--- What to work on ---
Consider each line of the material below and note whether it holds "handle". State how many do, and nothing else.

______________________________

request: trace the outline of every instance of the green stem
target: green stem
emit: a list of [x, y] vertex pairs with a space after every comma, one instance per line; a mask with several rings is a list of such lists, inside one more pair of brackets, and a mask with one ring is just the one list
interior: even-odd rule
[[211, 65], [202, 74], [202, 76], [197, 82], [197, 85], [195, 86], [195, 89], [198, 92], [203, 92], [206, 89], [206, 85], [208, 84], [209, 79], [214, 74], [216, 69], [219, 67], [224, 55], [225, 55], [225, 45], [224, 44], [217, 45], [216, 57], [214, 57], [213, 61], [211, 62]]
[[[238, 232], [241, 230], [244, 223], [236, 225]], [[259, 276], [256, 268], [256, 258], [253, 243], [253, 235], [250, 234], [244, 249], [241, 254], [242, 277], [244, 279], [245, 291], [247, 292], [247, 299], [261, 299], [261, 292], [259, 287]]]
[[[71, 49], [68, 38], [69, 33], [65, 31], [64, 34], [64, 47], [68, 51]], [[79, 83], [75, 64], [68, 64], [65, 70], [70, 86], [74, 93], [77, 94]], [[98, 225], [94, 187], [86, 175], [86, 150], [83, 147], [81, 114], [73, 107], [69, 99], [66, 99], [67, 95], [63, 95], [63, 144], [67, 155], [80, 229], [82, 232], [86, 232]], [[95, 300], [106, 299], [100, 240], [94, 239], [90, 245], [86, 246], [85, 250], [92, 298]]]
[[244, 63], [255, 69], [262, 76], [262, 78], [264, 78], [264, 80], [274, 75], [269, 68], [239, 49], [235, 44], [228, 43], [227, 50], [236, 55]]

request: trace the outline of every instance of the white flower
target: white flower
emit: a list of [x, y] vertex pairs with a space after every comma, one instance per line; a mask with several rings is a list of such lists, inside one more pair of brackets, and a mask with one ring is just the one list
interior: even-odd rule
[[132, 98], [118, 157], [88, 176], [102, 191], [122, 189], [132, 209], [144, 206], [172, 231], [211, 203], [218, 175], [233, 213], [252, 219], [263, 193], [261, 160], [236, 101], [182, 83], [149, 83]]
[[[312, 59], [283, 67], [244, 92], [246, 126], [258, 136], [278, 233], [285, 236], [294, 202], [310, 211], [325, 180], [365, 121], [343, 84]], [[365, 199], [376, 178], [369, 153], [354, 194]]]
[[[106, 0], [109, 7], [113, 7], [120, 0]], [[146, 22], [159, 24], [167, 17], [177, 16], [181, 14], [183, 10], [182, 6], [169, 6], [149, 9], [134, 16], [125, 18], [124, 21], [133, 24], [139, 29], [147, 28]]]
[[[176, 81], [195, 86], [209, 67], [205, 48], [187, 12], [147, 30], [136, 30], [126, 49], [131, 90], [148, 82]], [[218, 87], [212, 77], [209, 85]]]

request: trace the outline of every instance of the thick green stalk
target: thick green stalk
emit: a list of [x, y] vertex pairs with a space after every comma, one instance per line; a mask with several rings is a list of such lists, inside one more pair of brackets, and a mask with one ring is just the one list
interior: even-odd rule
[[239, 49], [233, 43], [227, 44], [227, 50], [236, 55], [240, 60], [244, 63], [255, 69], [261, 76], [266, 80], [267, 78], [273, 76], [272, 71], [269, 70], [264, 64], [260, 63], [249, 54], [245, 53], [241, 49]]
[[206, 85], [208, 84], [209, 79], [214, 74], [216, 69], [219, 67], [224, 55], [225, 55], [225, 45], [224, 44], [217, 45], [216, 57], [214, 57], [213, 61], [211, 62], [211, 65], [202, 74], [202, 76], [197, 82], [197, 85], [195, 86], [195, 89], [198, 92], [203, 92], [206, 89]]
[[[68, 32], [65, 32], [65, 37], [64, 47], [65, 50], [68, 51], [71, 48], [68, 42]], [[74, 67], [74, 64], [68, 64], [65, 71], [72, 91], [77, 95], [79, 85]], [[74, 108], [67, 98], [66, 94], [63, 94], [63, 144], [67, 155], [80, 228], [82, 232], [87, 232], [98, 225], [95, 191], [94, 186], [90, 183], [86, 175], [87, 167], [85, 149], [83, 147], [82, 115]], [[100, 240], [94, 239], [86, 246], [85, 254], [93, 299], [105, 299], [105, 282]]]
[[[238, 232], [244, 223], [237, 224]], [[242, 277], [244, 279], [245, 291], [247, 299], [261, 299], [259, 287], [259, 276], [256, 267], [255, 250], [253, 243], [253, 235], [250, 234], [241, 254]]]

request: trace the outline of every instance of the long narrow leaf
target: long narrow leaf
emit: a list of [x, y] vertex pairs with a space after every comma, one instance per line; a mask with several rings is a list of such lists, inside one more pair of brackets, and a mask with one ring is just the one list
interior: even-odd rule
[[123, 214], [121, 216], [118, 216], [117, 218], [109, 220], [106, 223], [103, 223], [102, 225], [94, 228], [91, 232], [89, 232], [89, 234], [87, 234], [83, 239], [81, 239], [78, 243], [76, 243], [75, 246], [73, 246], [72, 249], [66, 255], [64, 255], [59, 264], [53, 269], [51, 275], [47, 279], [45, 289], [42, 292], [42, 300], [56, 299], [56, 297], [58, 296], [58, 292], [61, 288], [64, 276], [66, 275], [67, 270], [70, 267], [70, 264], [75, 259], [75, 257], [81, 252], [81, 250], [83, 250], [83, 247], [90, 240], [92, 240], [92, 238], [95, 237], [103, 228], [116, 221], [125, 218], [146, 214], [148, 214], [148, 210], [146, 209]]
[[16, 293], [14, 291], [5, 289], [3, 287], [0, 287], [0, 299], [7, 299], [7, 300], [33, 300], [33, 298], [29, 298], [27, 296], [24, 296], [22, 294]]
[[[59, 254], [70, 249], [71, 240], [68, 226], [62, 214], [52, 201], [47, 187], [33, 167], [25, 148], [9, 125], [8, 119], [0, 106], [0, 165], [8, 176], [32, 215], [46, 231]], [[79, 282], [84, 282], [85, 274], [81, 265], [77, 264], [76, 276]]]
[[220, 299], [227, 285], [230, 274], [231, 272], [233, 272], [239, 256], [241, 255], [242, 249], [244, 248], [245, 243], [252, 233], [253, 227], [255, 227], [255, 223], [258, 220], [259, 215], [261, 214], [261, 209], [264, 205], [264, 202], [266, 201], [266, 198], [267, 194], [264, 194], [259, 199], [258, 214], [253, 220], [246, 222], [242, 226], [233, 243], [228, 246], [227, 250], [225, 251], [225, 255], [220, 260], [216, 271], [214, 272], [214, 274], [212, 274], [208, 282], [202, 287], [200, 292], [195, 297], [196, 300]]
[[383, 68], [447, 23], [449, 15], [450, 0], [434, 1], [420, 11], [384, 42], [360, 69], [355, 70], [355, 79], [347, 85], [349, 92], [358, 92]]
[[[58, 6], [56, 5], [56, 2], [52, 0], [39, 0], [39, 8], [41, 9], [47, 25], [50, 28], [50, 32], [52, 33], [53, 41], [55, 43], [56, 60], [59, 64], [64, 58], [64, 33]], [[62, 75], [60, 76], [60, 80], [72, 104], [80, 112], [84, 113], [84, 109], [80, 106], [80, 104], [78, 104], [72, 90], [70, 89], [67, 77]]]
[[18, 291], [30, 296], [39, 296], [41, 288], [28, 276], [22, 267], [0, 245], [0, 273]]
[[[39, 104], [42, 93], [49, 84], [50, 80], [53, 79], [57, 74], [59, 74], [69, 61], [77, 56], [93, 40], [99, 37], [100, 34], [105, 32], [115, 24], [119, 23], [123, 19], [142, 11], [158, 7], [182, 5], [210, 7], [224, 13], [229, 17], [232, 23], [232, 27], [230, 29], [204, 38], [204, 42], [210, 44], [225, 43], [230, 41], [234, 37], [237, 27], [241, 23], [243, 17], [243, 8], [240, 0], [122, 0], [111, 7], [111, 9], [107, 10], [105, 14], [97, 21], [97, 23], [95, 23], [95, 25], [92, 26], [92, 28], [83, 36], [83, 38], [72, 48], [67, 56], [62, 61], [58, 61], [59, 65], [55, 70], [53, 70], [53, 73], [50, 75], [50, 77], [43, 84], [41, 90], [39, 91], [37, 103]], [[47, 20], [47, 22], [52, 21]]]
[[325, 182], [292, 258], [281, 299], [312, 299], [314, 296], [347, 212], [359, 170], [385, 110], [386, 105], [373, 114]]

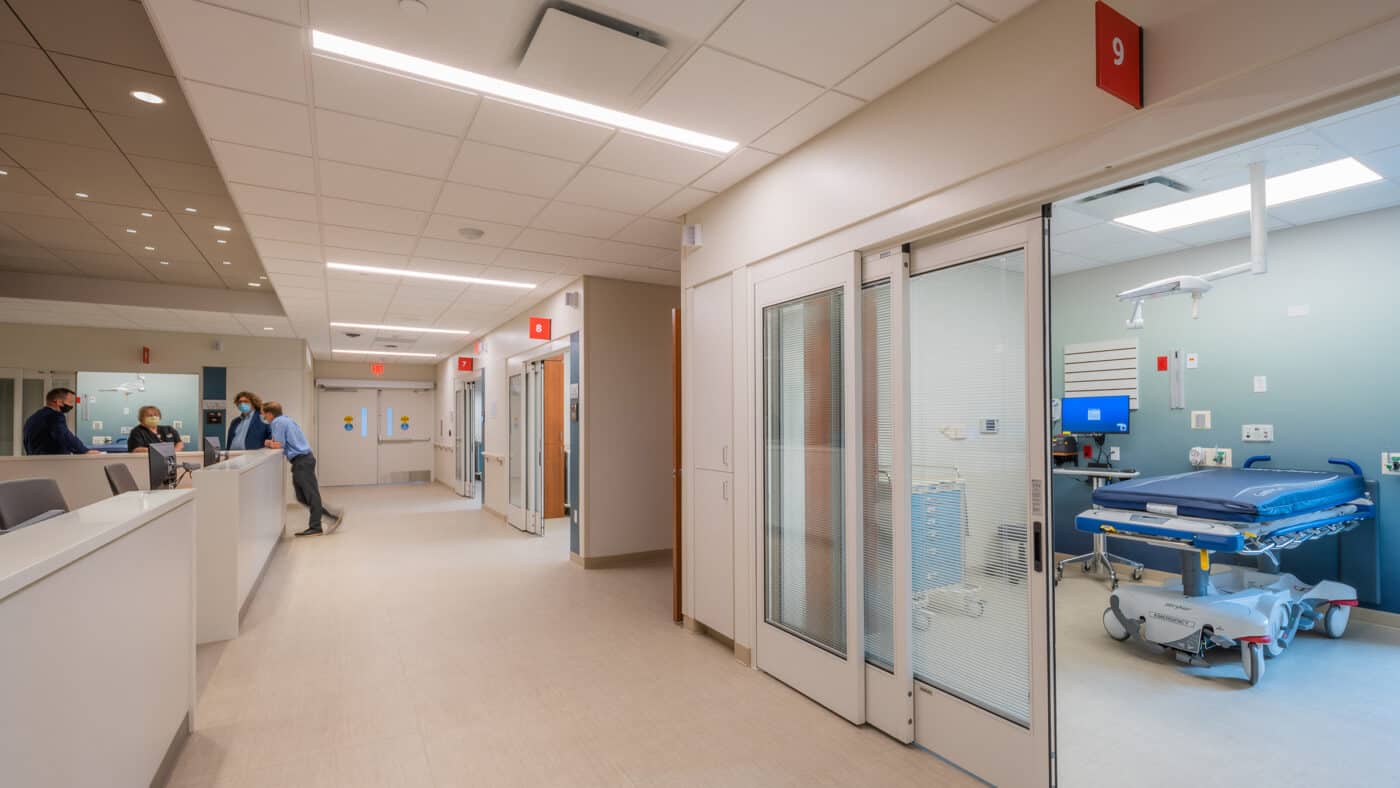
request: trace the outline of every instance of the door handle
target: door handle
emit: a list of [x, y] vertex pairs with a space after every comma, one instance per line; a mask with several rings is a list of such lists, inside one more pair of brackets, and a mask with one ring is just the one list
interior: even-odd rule
[[1034, 538], [1035, 540], [1035, 543], [1032, 545], [1032, 549], [1034, 551], [1035, 571], [1044, 572], [1045, 548], [1041, 545], [1041, 540], [1044, 538], [1044, 533], [1042, 533], [1044, 530], [1044, 526], [1042, 526], [1040, 522], [1037, 521], [1035, 523], [1032, 523], [1031, 530], [1033, 533], [1032, 538]]
[[726, 467], [726, 468], [729, 467], [729, 447], [728, 447], [728, 446], [721, 446], [721, 447], [719, 447], [719, 461], [720, 461], [720, 464], [723, 465], [724, 467]]
[[720, 496], [721, 496], [724, 500], [726, 500], [726, 501], [729, 500], [729, 482], [727, 482], [727, 481], [720, 482], [720, 483], [719, 483], [719, 490], [720, 490]]

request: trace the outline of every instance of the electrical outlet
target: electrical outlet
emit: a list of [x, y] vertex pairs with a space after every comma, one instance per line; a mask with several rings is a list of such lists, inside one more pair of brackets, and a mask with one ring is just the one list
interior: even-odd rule
[[1274, 425], [1246, 424], [1240, 428], [1240, 440], [1245, 443], [1270, 443], [1274, 439]]
[[1208, 410], [1193, 410], [1193, 411], [1191, 411], [1191, 429], [1193, 429], [1193, 430], [1208, 430], [1208, 429], [1210, 429], [1210, 411], [1208, 411]]
[[1229, 468], [1232, 467], [1234, 458], [1229, 449], [1222, 449], [1216, 446], [1197, 446], [1191, 449], [1190, 462], [1196, 468]]
[[1381, 452], [1381, 475], [1400, 476], [1400, 451]]
[[1119, 460], [1123, 459], [1121, 455], [1122, 455], [1122, 452], [1120, 452], [1120, 451], [1118, 450], [1118, 447], [1117, 447], [1117, 446], [1109, 446], [1109, 447], [1108, 447], [1108, 461], [1109, 461], [1109, 462], [1118, 462]]

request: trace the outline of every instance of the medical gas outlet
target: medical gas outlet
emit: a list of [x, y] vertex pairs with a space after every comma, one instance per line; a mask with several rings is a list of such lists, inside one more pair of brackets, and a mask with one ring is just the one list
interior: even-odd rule
[[1400, 476], [1400, 451], [1381, 452], [1381, 474]]
[[1193, 468], [1232, 467], [1230, 450], [1216, 447], [1196, 446], [1192, 448], [1189, 461]]

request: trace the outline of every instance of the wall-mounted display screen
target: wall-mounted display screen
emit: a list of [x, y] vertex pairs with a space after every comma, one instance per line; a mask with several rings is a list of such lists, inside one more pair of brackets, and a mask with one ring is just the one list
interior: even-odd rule
[[174, 427], [191, 450], [200, 434], [198, 375], [79, 372], [78, 396], [78, 439], [93, 448], [126, 451], [144, 405], [160, 408], [160, 423]]

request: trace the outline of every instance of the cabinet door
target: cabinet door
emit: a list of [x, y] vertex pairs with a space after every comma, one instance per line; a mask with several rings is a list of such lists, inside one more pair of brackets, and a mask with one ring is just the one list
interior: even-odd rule
[[695, 471], [695, 620], [734, 637], [734, 477]]
[[734, 315], [729, 277], [700, 285], [691, 296], [690, 352], [693, 354], [688, 389], [691, 430], [697, 468], [734, 469]]

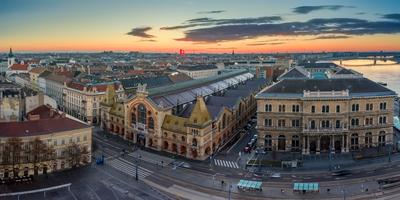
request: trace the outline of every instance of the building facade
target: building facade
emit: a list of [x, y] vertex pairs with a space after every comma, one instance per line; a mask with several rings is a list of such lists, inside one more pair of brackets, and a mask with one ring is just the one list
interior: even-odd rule
[[252, 78], [242, 71], [151, 89], [139, 85], [125, 101], [110, 87], [101, 126], [146, 148], [204, 160], [237, 138], [254, 115], [254, 95], [266, 81]]
[[91, 162], [92, 128], [46, 106], [0, 126], [0, 178], [47, 174]]
[[124, 97], [124, 89], [119, 82], [101, 84], [65, 83], [63, 88], [63, 109], [68, 114], [97, 124], [100, 120], [100, 103], [106, 95], [107, 85], [114, 85], [118, 98]]
[[178, 72], [188, 75], [192, 79], [216, 76], [220, 69], [214, 65], [179, 66]]
[[395, 92], [360, 75], [284, 76], [256, 96], [259, 148], [319, 154], [393, 144]]

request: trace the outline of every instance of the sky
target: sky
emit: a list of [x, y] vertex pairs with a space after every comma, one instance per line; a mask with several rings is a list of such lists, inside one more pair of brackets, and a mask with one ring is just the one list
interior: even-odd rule
[[0, 52], [400, 50], [398, 0], [0, 0]]

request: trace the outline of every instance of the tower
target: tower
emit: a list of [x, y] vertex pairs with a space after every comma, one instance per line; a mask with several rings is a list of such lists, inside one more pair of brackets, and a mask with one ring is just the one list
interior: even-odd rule
[[10, 53], [8, 53], [8, 68], [10, 68], [13, 64], [15, 64], [15, 56], [12, 53], [12, 49], [10, 48]]

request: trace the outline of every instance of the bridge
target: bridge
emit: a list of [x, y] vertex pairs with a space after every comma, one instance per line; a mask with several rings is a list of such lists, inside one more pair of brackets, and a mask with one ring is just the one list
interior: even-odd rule
[[337, 52], [333, 53], [330, 58], [330, 60], [340, 60], [340, 64], [342, 64], [342, 60], [353, 59], [372, 60], [373, 63], [371, 65], [376, 65], [378, 60], [391, 60], [400, 63], [400, 52]]

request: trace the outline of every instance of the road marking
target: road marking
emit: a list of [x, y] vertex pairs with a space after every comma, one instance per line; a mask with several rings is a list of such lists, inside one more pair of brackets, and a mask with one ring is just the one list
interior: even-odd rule
[[[114, 159], [106, 162], [106, 164], [110, 165], [114, 169], [121, 171], [125, 174], [128, 174], [132, 177], [136, 176], [136, 165], [123, 159]], [[145, 169], [143, 167], [138, 167], [138, 176], [139, 178], [146, 178], [147, 176], [151, 175], [153, 172]]]
[[214, 159], [214, 164], [220, 167], [239, 168], [239, 165], [234, 161]]

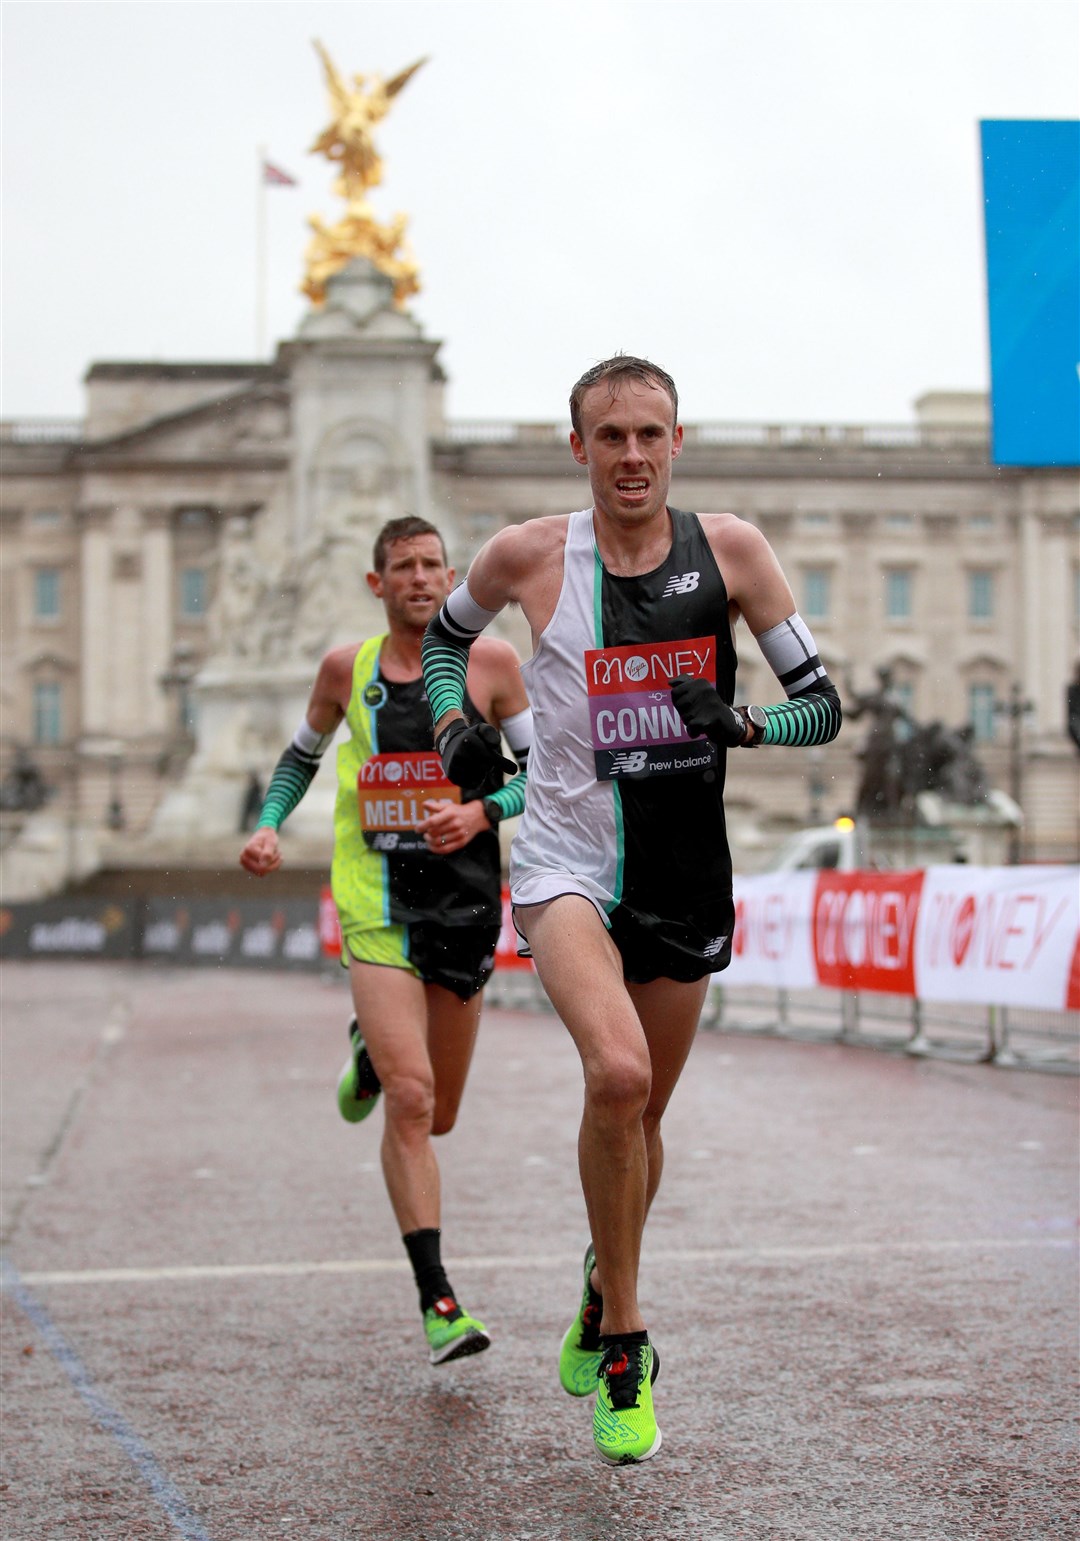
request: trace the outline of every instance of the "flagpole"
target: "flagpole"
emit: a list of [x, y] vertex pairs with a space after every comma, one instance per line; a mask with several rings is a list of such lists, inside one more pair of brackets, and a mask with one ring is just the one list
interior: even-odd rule
[[266, 348], [266, 146], [258, 146], [258, 192], [255, 204], [255, 358]]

______________________________

--- Response to the task ---
2